__LISTING__.

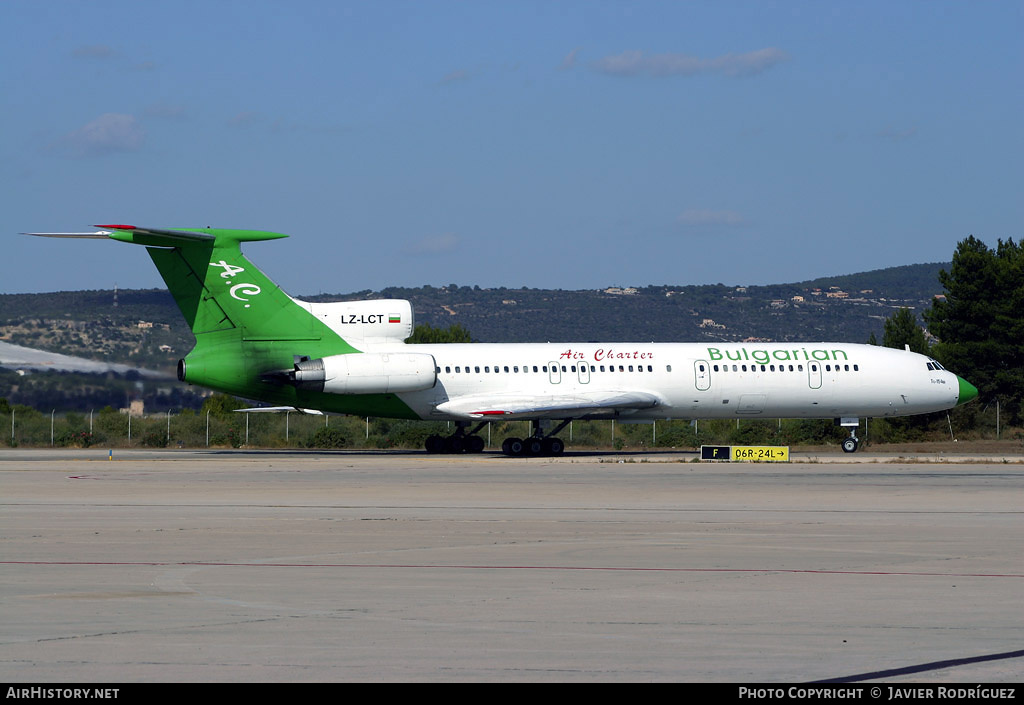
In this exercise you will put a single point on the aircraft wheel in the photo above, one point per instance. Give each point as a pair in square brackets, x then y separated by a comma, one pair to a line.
[512, 447]
[553, 447]
[474, 444]
[434, 444]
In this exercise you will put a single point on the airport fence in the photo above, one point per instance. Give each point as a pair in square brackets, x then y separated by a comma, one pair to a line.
[24, 426]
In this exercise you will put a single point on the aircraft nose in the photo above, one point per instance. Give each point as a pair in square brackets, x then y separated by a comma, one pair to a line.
[967, 390]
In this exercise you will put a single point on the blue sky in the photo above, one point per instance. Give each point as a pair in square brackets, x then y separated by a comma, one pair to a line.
[551, 144]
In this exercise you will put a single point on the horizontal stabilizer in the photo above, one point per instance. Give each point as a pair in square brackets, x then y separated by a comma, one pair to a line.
[278, 410]
[162, 237]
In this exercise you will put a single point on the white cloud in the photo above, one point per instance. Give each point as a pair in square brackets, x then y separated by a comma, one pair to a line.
[109, 133]
[898, 135]
[637, 64]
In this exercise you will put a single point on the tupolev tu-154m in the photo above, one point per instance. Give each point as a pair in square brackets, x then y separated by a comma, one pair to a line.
[255, 341]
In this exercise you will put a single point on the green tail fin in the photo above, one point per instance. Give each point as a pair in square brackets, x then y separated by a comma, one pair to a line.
[217, 288]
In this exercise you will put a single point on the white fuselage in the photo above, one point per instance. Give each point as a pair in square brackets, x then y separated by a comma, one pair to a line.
[689, 380]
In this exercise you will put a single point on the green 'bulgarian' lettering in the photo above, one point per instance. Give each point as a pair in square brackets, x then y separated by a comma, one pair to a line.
[763, 356]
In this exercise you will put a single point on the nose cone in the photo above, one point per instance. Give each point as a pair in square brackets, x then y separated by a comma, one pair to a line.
[967, 390]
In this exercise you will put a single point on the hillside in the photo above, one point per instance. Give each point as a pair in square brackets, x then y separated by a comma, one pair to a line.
[143, 327]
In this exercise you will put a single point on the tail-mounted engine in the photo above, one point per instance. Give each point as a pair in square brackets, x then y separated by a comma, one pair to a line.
[364, 373]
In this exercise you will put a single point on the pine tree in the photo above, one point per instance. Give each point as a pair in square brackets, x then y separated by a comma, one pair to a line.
[980, 323]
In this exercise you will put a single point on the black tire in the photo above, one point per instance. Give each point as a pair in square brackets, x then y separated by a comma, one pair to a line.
[554, 447]
[512, 447]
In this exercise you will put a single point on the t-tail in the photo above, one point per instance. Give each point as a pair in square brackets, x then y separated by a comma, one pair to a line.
[248, 331]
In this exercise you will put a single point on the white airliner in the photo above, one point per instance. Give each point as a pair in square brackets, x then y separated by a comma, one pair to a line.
[255, 341]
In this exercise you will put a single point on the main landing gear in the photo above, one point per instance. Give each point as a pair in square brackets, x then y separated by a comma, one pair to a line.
[537, 445]
[851, 444]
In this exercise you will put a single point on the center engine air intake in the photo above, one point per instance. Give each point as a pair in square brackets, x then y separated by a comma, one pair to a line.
[367, 373]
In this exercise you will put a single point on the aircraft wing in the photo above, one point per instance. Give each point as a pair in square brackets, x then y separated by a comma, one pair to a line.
[555, 407]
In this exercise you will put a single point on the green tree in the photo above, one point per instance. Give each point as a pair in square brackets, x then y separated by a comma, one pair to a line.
[426, 333]
[901, 329]
[980, 321]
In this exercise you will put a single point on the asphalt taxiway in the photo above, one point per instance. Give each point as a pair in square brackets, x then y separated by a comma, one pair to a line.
[227, 566]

__WHAT YOU SHOULD DO__.
Output the records above exactly as they are, leaving out the pictures.

__WRITTEN ANSWER__.
In this exercise you will put a single point on the aircraft wheel in the photo above, one point per instance. Give each point as a pair in square brackets, x then y separated by a comma, one pair to a line.
[512, 447]
[553, 447]
[474, 444]
[434, 444]
In this exercise you will put a single point on the airport fence in the photo above, one point per instance. Give each point as a pair in square brackets, x then y separated by a comma, one pair to a line.
[24, 426]
In this exercise you will put a single point on the aircraft nose in the photo above, one point per instance. Give each point as a pair in square brackets, x then y separated by a comma, one pair to a line.
[967, 390]
In this exercise you will put a single point on the blue sky in the photo above, one point per instance. Give each point as a pair in square brackets, x then y separated by a comma, one pair to a line.
[551, 144]
In this exercise you will put a single point on the horizontal stabilizer in the photo above, one point per instance. Give each point as a pair in square brackets, x then y separated by a comma, one pair to a line.
[278, 410]
[162, 237]
In this exercise you will put a single point on the white cloud in the photo above, one point per instance. Give each point as a pair in square brackets, x then y separated by a comma, one pair to a line.
[109, 133]
[898, 135]
[637, 64]
In this exercise you will put a single point on the tupolev tu-154m in the photo above, one point per instance. Give each point as a pair in square brackets, x then y separated by a comma, one pair to a line.
[255, 341]
In this exercise you will put a single point on the green tail fin in the photo above, one point per instance. Give each point as a pair in square brackets, x then y separated by a comma, one pair to a line.
[217, 288]
In this exercise you will put a single point on the white fuselage in the photo above, one point per instance. Give each point as a pair in square brackets, x then y separated by a comma, one pair to a line.
[689, 380]
In this exercise you will put a single point on the green 'bulgarian' lettering in the photo above, one point per instance. Give each point as a pair in square brackets, x then y separated by a comma, one pair to a line.
[763, 356]
In this exercise you will put a single point on the nose cone in the photo above, one point per instance. Give each point as a pair in square brackets, x then y separated by a comma, one pair to a line.
[967, 390]
In this exercise you will put a single point on the hillside in the photo above, one point per instance. Give each point as a pair in square brackets, x then y separated by a comma, one pair to a line.
[143, 327]
In this exercise you will put a single point on the tail-mounted engine in the photo above, one point per instance. Give each point as a pair in square brackets, x then y separated by a comma, one pair to a line.
[364, 373]
In this exercise you will put a single point on the pine tree in the photo above, one point per instance. Give each point as a pair in square brackets, x then y separated by a comma, one pair to a line.
[980, 323]
In this exercise you will put a single point on the black tire in the photo above, one point per instance. Give each point as a pair in square brackets, x then y separated by a comma, one pair to a line.
[554, 447]
[512, 447]
In this exercise you will put a single point on the t-tail in the photo above, one point per instance. Give each point as a pair in square brackets, x then y separated by a comma, one pair to a line.
[248, 331]
In this exercise you will put a single point on the white airliner in the photo above, one point per instance. Give each point as a pair in square brackets, x then y separated by a comma, one pair to a line.
[255, 341]
In this exercise you will put a single point on the main landing gear in the photo above, one point per instance. Give each point as a pair in square brackets, x then y separated by a comma, one pair to a line.
[537, 445]
[851, 444]
In this exercise you will put a single point on the center engine air intake in the photo above, one point per instance. Give each point as a pair in square brackets, x then y separated by a comma, one pair to a line.
[367, 373]
In this exercise you will put a single point on the aircraft wing in the photo above, one point per instance. Give each point as a pair in square brackets, x then y separated by a comma, one pair to a line.
[555, 407]
In this exercise you will put a single point on the green tree in the photo above, one point per instance. Give each point as a pair in square brackets, x then y separated by a comma, one pair to a line.
[426, 333]
[901, 329]
[980, 321]
In this exercise you will put a single point on the asphalt taxiway in the photo above, one point per instance. Give each point as a pair in square brackets, x then y separated by a comma, one pair to a line.
[227, 566]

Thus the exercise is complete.